Nothing in the copy should be a picture; everything else in the listing is to be restated exactly.

──────────

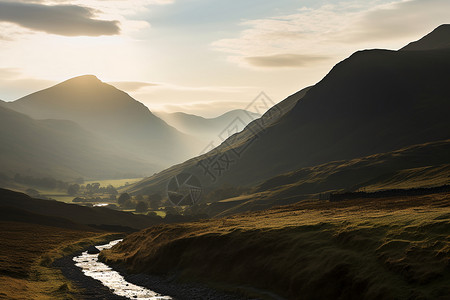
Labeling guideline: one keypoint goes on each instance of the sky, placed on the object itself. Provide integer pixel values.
(198, 56)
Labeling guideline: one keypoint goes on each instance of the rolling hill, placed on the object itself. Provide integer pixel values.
(375, 101)
(112, 114)
(208, 129)
(60, 148)
(438, 39)
(425, 165)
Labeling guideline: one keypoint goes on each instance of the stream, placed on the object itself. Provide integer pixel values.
(92, 267)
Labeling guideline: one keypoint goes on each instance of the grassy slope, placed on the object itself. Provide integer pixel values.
(369, 249)
(424, 165)
(28, 249)
(75, 213)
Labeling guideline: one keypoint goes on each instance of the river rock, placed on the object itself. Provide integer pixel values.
(93, 250)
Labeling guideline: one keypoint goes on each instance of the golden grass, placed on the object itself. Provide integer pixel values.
(395, 248)
(26, 253)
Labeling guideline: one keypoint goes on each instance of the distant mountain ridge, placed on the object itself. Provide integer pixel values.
(375, 101)
(437, 39)
(111, 113)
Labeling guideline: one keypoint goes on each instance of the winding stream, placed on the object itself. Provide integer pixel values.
(113, 280)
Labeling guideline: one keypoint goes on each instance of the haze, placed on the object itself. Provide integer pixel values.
(199, 56)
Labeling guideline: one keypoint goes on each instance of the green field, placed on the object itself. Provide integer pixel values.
(387, 248)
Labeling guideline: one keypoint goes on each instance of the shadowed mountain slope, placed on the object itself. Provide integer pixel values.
(375, 101)
(60, 148)
(158, 182)
(111, 113)
(208, 129)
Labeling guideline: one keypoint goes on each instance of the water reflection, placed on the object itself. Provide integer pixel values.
(93, 268)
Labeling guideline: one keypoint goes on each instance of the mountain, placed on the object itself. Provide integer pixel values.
(418, 166)
(208, 129)
(112, 114)
(60, 148)
(375, 101)
(437, 39)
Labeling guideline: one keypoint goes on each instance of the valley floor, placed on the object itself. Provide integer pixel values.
(386, 248)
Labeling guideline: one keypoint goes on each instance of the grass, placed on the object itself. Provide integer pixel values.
(393, 248)
(117, 183)
(26, 253)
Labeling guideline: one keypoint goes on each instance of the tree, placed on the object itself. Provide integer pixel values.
(141, 206)
(123, 198)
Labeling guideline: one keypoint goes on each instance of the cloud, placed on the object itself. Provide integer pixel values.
(210, 109)
(333, 31)
(132, 86)
(66, 20)
(284, 60)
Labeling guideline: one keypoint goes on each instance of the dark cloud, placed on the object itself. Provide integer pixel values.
(284, 60)
(131, 86)
(67, 20)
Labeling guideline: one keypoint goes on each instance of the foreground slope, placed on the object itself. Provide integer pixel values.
(392, 248)
(373, 102)
(112, 114)
(98, 216)
(252, 131)
(59, 148)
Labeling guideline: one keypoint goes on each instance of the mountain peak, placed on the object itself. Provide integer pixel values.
(439, 38)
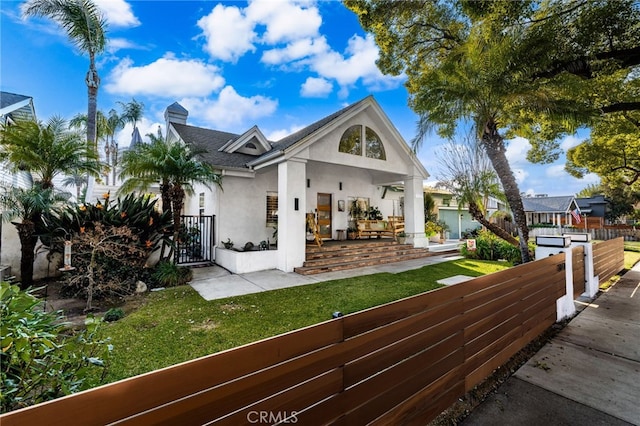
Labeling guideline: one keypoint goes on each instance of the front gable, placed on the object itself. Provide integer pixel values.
(252, 142)
(361, 136)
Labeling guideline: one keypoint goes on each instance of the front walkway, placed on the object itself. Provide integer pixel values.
(588, 374)
(214, 282)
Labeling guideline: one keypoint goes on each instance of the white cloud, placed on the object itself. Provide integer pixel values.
(167, 77)
(118, 13)
(229, 34)
(294, 51)
(230, 109)
(517, 149)
(115, 44)
(556, 171)
(145, 126)
(316, 88)
(359, 62)
(285, 21)
(276, 135)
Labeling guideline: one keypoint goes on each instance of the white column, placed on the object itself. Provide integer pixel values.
(292, 177)
(414, 211)
(592, 283)
(565, 307)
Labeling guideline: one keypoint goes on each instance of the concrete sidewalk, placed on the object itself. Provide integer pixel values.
(588, 374)
(214, 282)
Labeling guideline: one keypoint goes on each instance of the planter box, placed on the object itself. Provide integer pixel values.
(241, 262)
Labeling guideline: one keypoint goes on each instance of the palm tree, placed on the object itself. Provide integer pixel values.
(114, 123)
(86, 27)
(172, 165)
(468, 174)
(28, 205)
(46, 150)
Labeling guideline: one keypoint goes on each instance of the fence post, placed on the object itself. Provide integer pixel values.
(565, 306)
(592, 282)
(549, 245)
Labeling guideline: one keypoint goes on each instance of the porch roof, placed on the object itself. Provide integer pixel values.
(560, 204)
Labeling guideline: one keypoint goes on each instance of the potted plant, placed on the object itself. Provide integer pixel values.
(352, 233)
(228, 244)
(401, 237)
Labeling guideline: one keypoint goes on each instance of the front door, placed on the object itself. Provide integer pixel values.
(324, 215)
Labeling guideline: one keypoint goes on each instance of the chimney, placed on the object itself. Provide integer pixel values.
(175, 113)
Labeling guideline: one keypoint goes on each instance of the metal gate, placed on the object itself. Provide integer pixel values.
(195, 241)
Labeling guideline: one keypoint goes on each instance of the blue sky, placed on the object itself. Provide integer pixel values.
(278, 64)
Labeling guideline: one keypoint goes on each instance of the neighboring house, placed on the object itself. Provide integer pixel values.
(355, 153)
(596, 206)
(545, 210)
(13, 108)
(458, 218)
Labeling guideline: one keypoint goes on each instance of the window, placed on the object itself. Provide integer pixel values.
(351, 141)
(375, 149)
(272, 208)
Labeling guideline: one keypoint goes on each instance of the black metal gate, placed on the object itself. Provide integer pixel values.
(195, 242)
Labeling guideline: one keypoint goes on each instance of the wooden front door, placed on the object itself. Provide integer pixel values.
(324, 215)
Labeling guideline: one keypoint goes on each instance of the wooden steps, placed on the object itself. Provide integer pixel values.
(341, 255)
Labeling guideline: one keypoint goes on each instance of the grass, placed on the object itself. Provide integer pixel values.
(177, 325)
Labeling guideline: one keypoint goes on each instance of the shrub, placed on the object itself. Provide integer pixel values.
(41, 360)
(491, 247)
(111, 242)
(113, 314)
(168, 274)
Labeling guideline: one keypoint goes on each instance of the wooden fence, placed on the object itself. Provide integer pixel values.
(608, 258)
(579, 276)
(400, 363)
(628, 233)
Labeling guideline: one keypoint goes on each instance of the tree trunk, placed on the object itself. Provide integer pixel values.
(93, 82)
(493, 143)
(479, 216)
(28, 241)
(177, 201)
(165, 197)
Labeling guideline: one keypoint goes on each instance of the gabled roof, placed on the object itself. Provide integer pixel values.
(251, 142)
(560, 204)
(230, 150)
(211, 141)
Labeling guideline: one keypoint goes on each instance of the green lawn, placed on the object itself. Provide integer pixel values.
(176, 324)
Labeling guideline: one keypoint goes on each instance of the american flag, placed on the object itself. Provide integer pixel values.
(576, 215)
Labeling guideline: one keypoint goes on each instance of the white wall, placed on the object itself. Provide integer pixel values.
(240, 207)
(10, 255)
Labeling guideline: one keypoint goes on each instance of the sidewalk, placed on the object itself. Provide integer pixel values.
(588, 374)
(214, 282)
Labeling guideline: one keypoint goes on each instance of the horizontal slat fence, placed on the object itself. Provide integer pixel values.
(400, 363)
(608, 258)
(579, 277)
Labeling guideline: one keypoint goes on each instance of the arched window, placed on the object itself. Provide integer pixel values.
(351, 141)
(375, 149)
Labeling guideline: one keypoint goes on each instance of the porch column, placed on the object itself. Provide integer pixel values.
(414, 211)
(292, 176)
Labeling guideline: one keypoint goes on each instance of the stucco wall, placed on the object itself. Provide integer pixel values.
(10, 255)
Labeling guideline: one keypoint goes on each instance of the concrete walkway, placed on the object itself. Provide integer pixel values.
(215, 282)
(588, 374)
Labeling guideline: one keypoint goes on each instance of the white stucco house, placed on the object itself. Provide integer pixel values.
(355, 153)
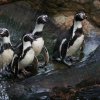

──────────

=== WRITTEN REPLY ===
Labeling guideline: one keypoint goes on each instance of the sky, placed on the object itself. Provide integer pixel values.
(198, 56)
Labeling guideline: one keypoint goes on each instance of the rolling hill, placed on the object itself. Provide integer pixel values.
(375, 101)
(112, 114)
(208, 129)
(60, 148)
(438, 39)
(425, 165)
Labeling guideline: one keypoint goes on each instance of the stream, placed on the object itself. Provide integer pixel values.
(92, 267)
Labeling guideline: one keypoint goes on each instance of the grassy slope, placed on the object itself. Provide integer pixel values.
(369, 249)
(424, 165)
(28, 249)
(75, 213)
Labeling guideline: one keypoint goes on each instance of the river rock, placed on the object itself. Provide integer pixel values.
(93, 250)
Labeling guideline: one keypoint goes on each instance of the golden grass, placed on the object itself. Provide integer pixel values.
(395, 248)
(26, 253)
Labeling guideline: one keypoint goes on each instance of the distant mountain ridge, placed on the object itself. Provide integer pixel values.
(375, 101)
(437, 39)
(111, 113)
Labeling guideline: one keypoint goes on each instance of the winding stream, placed on the object itself. Provide integer pixel values.
(113, 280)
Labeling guideline: one keypoint goes on each instance of the haze, placed on the object itself. Provide integer pixel values.
(199, 56)
Labeling guideline: one keypoint goes on each instance of the green field, placed on the object itself. Provide integer pixel values.
(387, 248)
Labeling guideline: one keypoint goes on each instance of the shadowed mountain slope, placed on the object itself. Provide integer pixel values.
(375, 101)
(60, 148)
(158, 182)
(111, 113)
(208, 129)
Labeling guideline: one keypoint goes on each instance of the water reflection, placed on the object itself. Provide integer pixel values.
(93, 268)
Labeling guideline: one keypoint goes on each instance of the mountain, placed on the object itself. Provide integer pixel values.
(418, 166)
(208, 129)
(112, 114)
(60, 148)
(375, 101)
(437, 39)
Labeling guideline: one keypoint goes on each instance of the valley floor, placed on the object itself. Provide integer pixel values.
(386, 248)
Labeling guideline: one keypoint goes on each instance of the grass, placed on the object itself. Provide integer pixel values.
(393, 248)
(117, 183)
(26, 253)
Labeling guideline: one keypoint goes on each instance of the tree, placed on the object itself. Provide integer pixel values.
(141, 206)
(123, 198)
Labeling guideline: one keypoint goes on each instance of the cloud, placed on the object itself. Provide integer pixel values.
(210, 109)
(333, 31)
(132, 86)
(66, 20)
(284, 60)
Labeling guideline: one keypoint goes on each instance of the dark cloud, placed on the object itself. Provide integer pixel values.
(284, 60)
(131, 86)
(67, 20)
Labeling guideline: one keypoint goes on each instance of the foreground slope, placed on the object itself. Provide integer pixel values.
(392, 248)
(373, 102)
(112, 114)
(98, 216)
(252, 131)
(59, 148)
Labeling guideline: one keypoint goes on each instance of the mountain peak, placed on the object itself. Provide integer pixel values.
(439, 38)
Labeling guideline: one keypoint goes on each instance of the front gable, placed on the object itself. Provide integer pixel values.
(252, 142)
(361, 136)
Labeling guideline: one keypoint goes on each instance of the front walkway, placed on the object itself. Provide integer pixel values.
(588, 374)
(214, 282)
Labeling guideline: one keypoint goes on each instance of the white cloud, placed on the object itself. Provide integer pixel values.
(167, 77)
(118, 13)
(229, 34)
(294, 51)
(230, 109)
(517, 149)
(115, 44)
(556, 171)
(145, 126)
(316, 88)
(359, 62)
(285, 21)
(276, 135)
Labeling guideline: one keypoint goes on each instance of the white column, placed on the object itself. Provide integer pixel values.
(292, 177)
(414, 211)
(592, 283)
(565, 307)
Labeling guideline: one keypoint goes on each instance of the concrete sidewalk, placed on the object itself. Provide integer pixel values.
(588, 374)
(214, 282)
Labeling guideline: one keypoint goes on each instance of the planter box, placed on the object itself. Provide integer pixel values.
(241, 262)
Labeling guideline: one keypoint goes on each instance of the palm tree, placed on the object itself. Provide integer pixel values.
(114, 123)
(86, 27)
(172, 165)
(468, 174)
(28, 205)
(46, 150)
Labeling guideline: one keypoint goes on each instance of the fence post, placed on the object itself. Provide integer pixel values.
(565, 306)
(592, 282)
(549, 245)
Labeling guideline: one keypoint goes on each instance of the porch roof, placed on the object itself. Provide integer pixel values.
(560, 204)
Labeling guideline: one keypoint goes on each instance of the potted plant, placed on the object itself. Provide integer pixel values.
(352, 233)
(228, 244)
(401, 237)
Labeling guideline: one keypoint goes on each instance of the front door, placed on the object itself. Provide integer pixel values.
(324, 215)
Labeling guideline: one keypoint goes on each instance of the chimney, placed on the object itself. Provide integer pixel values.
(175, 113)
Labeling guideline: one keypoint goes on each instance of the metal gate, placed on the object itself. Provide integer pixel values.
(195, 241)
Labeling guideline: one keypoint goes on each instance of the blue sky, placed on the object itself. Provide integer pixel values.
(278, 64)
Labeling guideline: one keypoint goes on each instance of the neighboring house, placed on the object itself. Provide integer pixel values.
(355, 153)
(596, 206)
(545, 210)
(13, 108)
(458, 218)
Labeling guideline: one keypoint goes on each instance of the window, placed on the object itself. Provide integer pixel values.
(351, 141)
(375, 149)
(272, 208)
Labeling guideline: one keypoint goes on each instance of the black metal gate, placed on the object itself. Provide integer pixel values.
(195, 242)
Labeling guideline: one keypoint goes on each instance of the wooden front door, placed on the object itself. Provide integer pixel values.
(324, 215)
Labeling guideline: one keypoint goes on each instance of the wooden steps, placed on the object itself. Provide integer pixel values.
(341, 255)
Labeling guideline: one keypoint goes on each instance of the grass, placed on the object itself. Provide integer pixel values.
(177, 325)
Labeling guideline: one keypoint goes on each instance of the shrub, placed on the object itself. Provide integer pixel values.
(41, 360)
(491, 247)
(111, 242)
(113, 314)
(168, 274)
Labeling guideline: one keypoint goes on each instance of the wooden fence, placed on the object itself. Provide integer pixel values.
(608, 258)
(579, 276)
(400, 363)
(628, 233)
Labeling guideline: one keypoint goes on each instance of the tree trunk, placed on the object itself. Provide integer pixel values.
(93, 82)
(493, 143)
(479, 216)
(28, 241)
(177, 201)
(165, 197)
Labeling guideline: one keypoint goes on each instance of the gabled roof, placed on the object itself. Provide integer pixel values.
(251, 142)
(560, 204)
(230, 150)
(211, 141)
Labeling guideline: one keypoint goes on each instance of the green lawn, placed on the object itself. Provide integer pixel values.
(176, 324)
Labeling guideline: one keypoint goes on each instance of the american flag, placed on the object itself. Provide integer pixel values.
(576, 215)
Labeling guideline: one keypoint goes on each instance of the white wall, placed on the object itself. Provide integer pixel values.
(240, 207)
(10, 255)
Labeling guideline: one keypoint goes on each instance of the sidewalk, placed on the object itself. Provide integer pixel values.
(588, 374)
(214, 282)
Labeling guideline: one keypoint goes on each instance of the horizontal slat fence, placed on the object itself. Provide integer pixel values.
(400, 363)
(608, 258)
(579, 277)
Labeling guideline: one keypoint goes on each instance of the arched window, placed on the object itself. Provide integer pixel values.
(351, 141)
(375, 149)
Labeling guideline: one keypoint goes on each instance of the porch column, placed on the object itself. Provide integer pixel values.
(414, 211)
(292, 176)
Labeling guideline: one keypoint goes on each instance of the stucco wall, placed on the object itself. Provide integer pixel values.
(10, 255)
Labeling guideline: one keypoint goes on each instance of the concrete walkway, placed on the object itself. Provide integer pixel values.
(215, 282)
(588, 374)
Labeling guideline: one keypoint goes on each instance of the white stucco house, placed on the object itself. Provide integer pixel values.
(355, 153)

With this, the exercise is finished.